§ WHAT IS REQUIRED: Write out precisely the lines beginning with the line that contains "mind finding the orange" and ending with the last line of the entries, and no other lines.

§ EXERCISE DATA:
────────────────

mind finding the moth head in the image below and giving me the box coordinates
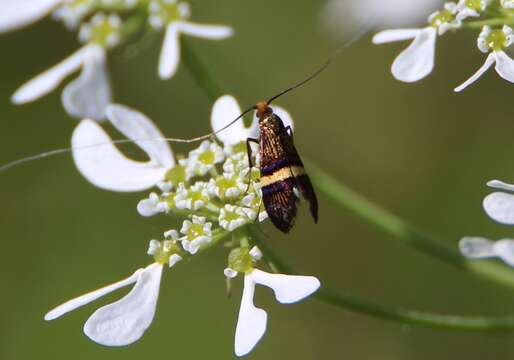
[255,101,272,119]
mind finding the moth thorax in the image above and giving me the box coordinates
[256,101,273,120]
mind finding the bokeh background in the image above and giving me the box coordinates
[3,0,514,359]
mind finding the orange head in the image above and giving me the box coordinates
[255,101,273,119]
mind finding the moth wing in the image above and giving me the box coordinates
[294,173,319,223]
[262,178,298,233]
[278,126,319,223]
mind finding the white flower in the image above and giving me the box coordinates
[148,0,233,79]
[211,95,294,146]
[241,192,268,222]
[207,172,247,200]
[174,182,210,210]
[460,237,514,267]
[11,13,122,119]
[219,204,248,231]
[188,140,225,176]
[45,263,164,346]
[12,43,111,120]
[322,0,443,36]
[52,0,96,29]
[481,179,514,225]
[456,0,489,21]
[179,215,212,254]
[137,192,170,217]
[0,0,63,33]
[233,269,320,356]
[372,3,459,82]
[72,104,175,192]
[454,25,514,92]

────────────────

§ REPLY TO THE EXERCISE:
mind finding the orange head in the image above and giving me the box coordinates
[255,101,273,119]
mind finding the moth wing in the image above and giving me the box coordinates
[294,173,319,223]
[262,178,298,233]
[278,126,319,223]
mind finding the white flower in the image above and giving me the box coordinates
[148,0,233,79]
[211,95,294,146]
[241,192,268,222]
[207,172,247,200]
[174,182,210,210]
[460,237,514,267]
[11,13,122,119]
[219,204,248,231]
[188,140,225,176]
[45,263,164,346]
[12,43,111,120]
[322,0,443,36]
[52,0,96,29]
[481,179,514,225]
[456,0,489,21]
[179,215,212,254]
[137,192,170,217]
[0,0,63,33]
[233,269,320,356]
[372,3,459,82]
[72,104,175,192]
[454,25,514,92]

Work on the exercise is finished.